[Raw records]
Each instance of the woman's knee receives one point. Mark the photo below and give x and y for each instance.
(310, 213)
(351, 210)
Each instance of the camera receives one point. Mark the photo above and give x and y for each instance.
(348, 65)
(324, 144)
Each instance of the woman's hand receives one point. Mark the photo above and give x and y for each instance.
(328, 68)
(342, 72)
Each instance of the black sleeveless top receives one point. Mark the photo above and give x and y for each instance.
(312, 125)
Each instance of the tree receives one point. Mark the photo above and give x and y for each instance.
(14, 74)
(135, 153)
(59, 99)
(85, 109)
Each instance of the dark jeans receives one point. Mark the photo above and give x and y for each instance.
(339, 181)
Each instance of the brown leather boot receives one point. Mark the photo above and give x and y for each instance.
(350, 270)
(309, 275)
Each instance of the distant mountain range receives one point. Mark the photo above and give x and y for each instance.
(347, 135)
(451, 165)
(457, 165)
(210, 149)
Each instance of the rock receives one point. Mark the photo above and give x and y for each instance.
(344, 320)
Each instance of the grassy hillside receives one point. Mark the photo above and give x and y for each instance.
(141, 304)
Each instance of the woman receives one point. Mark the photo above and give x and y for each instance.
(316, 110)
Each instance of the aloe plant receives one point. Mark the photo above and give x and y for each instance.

WHAT IS ASKED =>
Rewrite every line of the listing from the line containing "Each instance of the woman's hand" down to the end of the listing, keeping the request lines as they are. Multiply each x and y coordinate in the answers by 0.7 and round to whole numbers, with halves rounded up.

RESPONSE TO THIS TASK =>
Each instance of the woman's hand receives one point. Mark the photo above and give x and y for each instance.
(230, 48)
(239, 50)
Each instance of the black sleeveless top receives one point. Mark the photo above and give x and y for each instance.
(218, 88)
Each instance of the tree receives one point. Mark the photo above and give x and y for each instance.
(10, 52)
(95, 107)
(41, 69)
(60, 76)
Each instance of the dark jeans receives one point. Mark the photo above and give x and y for each instance.
(237, 127)
Each instance of the brown leather boot receives one point. Mark the photo above and give x and y for each instance.
(245, 189)
(216, 193)
Each instance of the distant mountain range receives one point. Mark the photo above and give x and y for each instance.
(243, 95)
(316, 116)
(320, 116)
(147, 104)
Each instance of the rock receives one point. Mark the photo above and give x and y for each instance.
(241, 224)
Each instance of the grassy hillside receives one point. Mark the photo above and give x and y for each instance.
(99, 213)
Each instance of the woman receives one point. Mark the photo above and give x and y for each instance.
(221, 77)
Each instance of the aloe plant receives one point. Mark the photo above and give x and y for each instance.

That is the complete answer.